(Data provided)

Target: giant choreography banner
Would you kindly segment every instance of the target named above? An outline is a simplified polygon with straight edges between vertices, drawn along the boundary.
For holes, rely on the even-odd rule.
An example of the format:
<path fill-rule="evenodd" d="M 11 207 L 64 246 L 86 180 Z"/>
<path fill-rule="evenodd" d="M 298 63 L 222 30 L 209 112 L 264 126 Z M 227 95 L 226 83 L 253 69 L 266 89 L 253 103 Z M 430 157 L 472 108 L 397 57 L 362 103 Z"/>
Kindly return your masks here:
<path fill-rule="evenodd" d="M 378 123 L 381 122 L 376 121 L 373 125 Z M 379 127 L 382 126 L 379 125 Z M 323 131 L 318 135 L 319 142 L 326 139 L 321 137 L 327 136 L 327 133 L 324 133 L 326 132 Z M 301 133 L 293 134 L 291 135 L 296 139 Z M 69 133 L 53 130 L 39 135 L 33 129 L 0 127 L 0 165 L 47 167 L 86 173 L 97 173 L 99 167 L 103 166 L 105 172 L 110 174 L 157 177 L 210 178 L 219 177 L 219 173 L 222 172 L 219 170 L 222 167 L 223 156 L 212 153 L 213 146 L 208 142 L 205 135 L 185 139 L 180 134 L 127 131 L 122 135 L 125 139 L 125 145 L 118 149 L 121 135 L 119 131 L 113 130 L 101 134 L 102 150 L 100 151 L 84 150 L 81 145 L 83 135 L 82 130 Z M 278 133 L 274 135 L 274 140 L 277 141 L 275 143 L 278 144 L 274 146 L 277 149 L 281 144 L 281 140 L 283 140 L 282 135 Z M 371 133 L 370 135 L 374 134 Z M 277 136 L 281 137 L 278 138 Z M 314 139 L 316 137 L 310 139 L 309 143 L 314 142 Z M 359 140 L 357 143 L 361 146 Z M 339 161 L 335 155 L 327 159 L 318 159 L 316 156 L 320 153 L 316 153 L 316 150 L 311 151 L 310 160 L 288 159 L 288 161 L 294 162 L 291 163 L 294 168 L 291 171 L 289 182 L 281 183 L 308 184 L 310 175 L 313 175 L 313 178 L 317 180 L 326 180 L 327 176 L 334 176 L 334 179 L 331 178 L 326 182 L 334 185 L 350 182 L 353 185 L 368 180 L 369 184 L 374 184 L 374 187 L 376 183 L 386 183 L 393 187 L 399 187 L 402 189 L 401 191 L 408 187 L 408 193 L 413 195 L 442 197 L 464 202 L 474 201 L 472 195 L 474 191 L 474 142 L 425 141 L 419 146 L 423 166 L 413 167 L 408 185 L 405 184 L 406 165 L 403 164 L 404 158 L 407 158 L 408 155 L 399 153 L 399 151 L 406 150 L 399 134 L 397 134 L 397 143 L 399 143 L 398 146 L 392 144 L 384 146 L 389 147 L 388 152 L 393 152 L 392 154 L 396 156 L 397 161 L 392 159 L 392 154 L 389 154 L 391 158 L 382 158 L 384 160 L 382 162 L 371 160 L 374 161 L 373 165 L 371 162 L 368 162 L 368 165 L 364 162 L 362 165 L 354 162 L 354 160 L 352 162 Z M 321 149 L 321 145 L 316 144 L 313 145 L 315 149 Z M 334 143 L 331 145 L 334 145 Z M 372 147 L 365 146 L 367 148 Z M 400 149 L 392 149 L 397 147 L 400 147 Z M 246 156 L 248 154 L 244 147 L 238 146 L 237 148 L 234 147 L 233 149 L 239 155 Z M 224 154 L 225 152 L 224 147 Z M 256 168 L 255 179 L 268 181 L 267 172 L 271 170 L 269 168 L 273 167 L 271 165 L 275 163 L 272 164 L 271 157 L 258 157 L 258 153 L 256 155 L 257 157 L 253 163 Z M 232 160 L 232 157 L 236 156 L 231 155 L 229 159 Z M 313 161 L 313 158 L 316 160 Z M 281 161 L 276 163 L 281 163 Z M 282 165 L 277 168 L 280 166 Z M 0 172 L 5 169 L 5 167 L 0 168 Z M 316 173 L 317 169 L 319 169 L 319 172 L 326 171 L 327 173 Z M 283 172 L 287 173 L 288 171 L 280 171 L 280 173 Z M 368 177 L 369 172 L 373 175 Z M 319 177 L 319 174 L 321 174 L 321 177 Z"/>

(End Data provided)

Exactly as they appear, retype the lines from the start of the records through the line containing "298 63 L 222".

Target: giant choreography banner
Would you kindly segment every instance of the target named above? An outline is a simplified polygon with straight edges between vertices, drawn along the boundary.
For holes, rely on the even-odd rule.
An example of the format:
<path fill-rule="evenodd" d="M 11 207 L 64 246 L 86 180 Z"/>
<path fill-rule="evenodd" d="M 298 63 L 222 30 L 209 112 L 264 126 Z M 227 95 L 226 83 L 253 69 L 266 89 L 253 103 Z M 430 157 L 472 108 L 397 57 L 362 103 Z"/>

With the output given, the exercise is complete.